INSTRUCTIONS FOR THE TASK: Where a picture appears, leave it out; copy everything else in the records exactly.

THE INPUT:
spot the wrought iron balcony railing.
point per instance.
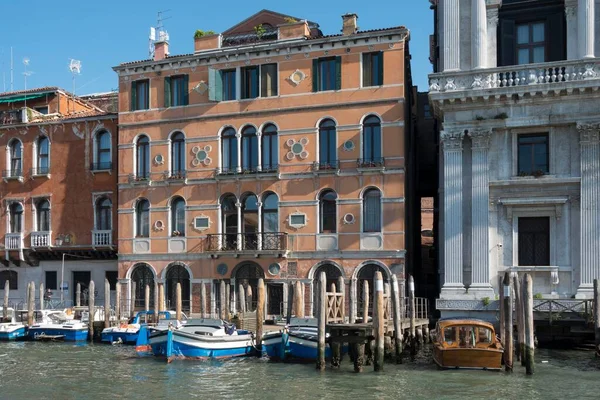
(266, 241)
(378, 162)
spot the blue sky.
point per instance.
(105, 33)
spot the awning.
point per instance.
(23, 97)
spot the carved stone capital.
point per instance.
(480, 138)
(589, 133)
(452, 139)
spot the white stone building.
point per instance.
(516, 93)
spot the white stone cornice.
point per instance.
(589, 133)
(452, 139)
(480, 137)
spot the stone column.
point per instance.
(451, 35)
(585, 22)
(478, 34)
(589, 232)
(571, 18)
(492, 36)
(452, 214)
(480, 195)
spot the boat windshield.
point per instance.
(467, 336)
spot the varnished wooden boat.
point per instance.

OUTPUT FOR THIS EXERCISE:
spot the wrought iron balcony railing.
point per instance.
(266, 241)
(378, 162)
spot the blue sky.
point per instance.
(105, 33)
spot the awning.
point per instance.
(23, 97)
spot the carved stone capital.
point per instance.
(480, 138)
(589, 133)
(452, 139)
spot the white stone building.
point per instance.
(516, 93)
spot the white stone cornice.
point per instance.
(589, 133)
(452, 139)
(480, 137)
spot the stone column.
point per instance.
(451, 35)
(585, 22)
(478, 34)
(589, 232)
(571, 18)
(492, 36)
(452, 214)
(480, 195)
spot the boat windshield.
point per instance.
(467, 336)
spot the varnished wooden boat.
point per instance.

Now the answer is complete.